▸ TASK INSTRUCTIONS:
Please give the data below again in full, exactly as it stands.

▸ SUPPLIED DATA:
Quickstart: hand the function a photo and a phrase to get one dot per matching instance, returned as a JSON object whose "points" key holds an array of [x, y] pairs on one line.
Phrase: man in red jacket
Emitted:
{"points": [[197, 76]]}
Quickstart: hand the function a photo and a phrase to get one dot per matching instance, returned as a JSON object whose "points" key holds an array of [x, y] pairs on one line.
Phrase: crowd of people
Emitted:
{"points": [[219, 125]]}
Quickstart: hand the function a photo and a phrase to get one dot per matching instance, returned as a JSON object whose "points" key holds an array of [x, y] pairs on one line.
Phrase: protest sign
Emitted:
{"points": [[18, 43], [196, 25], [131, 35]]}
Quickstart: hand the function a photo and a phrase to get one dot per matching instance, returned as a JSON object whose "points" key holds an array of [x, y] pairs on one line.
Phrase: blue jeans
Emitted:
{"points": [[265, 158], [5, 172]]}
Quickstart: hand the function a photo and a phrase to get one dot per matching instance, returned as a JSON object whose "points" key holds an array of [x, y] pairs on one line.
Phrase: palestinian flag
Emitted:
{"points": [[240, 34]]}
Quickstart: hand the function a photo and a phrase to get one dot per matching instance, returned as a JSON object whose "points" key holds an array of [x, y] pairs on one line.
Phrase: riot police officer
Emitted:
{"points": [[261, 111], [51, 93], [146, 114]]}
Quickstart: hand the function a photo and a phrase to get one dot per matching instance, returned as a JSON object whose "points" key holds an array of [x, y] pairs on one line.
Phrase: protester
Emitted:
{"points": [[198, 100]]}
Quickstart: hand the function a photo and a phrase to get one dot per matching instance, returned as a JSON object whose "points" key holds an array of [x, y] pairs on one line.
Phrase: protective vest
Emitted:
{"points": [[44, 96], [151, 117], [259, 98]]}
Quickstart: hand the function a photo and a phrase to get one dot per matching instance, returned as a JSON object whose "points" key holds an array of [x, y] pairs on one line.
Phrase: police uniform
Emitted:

▸ OUTPUT OF THE TASK:
Quickstart: hand the function a photo and a phrase to get one dot per matching instance, returned as a JSON object whose "points" key holds an array of [x, y] pairs on one line.
Phrase: man in red jacket
Emitted:
{"points": [[197, 76]]}
Quickstart: hand the function a photo and a phrase to get one dot per matching instance, returned as a JSON object whose "points" key holds an array of [x, y] pairs on one line.
Phrase: crowd of people
Emitted:
{"points": [[219, 125]]}
Quickstart: hand the function a photo and a phrase to get one dot per matching instance, returned as a JSON object whose "points" key holds an array of [x, y] pairs on one line.
Phrase: protest sign
Emitted:
{"points": [[18, 43], [196, 25], [131, 35]]}
Quickstart: hand the function a photo and a phrase to get one dot per matching instance, returned as a JSON object whose "points" key holds an array of [x, y] pairs on one line.
Phrase: blue jeans
Emitted:
{"points": [[265, 158], [5, 172]]}
Quickstart: hand the function a photo and a phrase to get one dot per matching instance, returned as a JSON object whose "points" key holds an array of [x, y] pairs on one line.
Phrase: palestinian flag
Emitted:
{"points": [[240, 34]]}
Quickstart: hand the function a photo and a phrase to get one dot per matching instance, returned as a JSON object whose "points" key holds an array of [x, y] pairs on one line.
Phrase: riot police officer
Emitted:
{"points": [[261, 111], [51, 93], [146, 114]]}
Quickstart: hand the function a photo and a phrase to get one dot per matching instance, returned as a JSON object whose "points" key holds an array of [x, y] pairs on one line.
Phrase: protester
Emitted:
{"points": [[198, 100]]}
Quickstart: hand the function a photo and a phrase to get one dot per matching instance, returned as a JSON object whose "points" key holds an array of [x, y] pairs on one line.
Phrase: protective vest
Emitted:
{"points": [[44, 96], [151, 117], [259, 98]]}
Quickstart: hand the function a photo and a phrase to get one dot per matching instance, returned as a JSON object whose "points" key holds an array of [x, y] pairs on one line.
Phrase: police uniform
Emitted:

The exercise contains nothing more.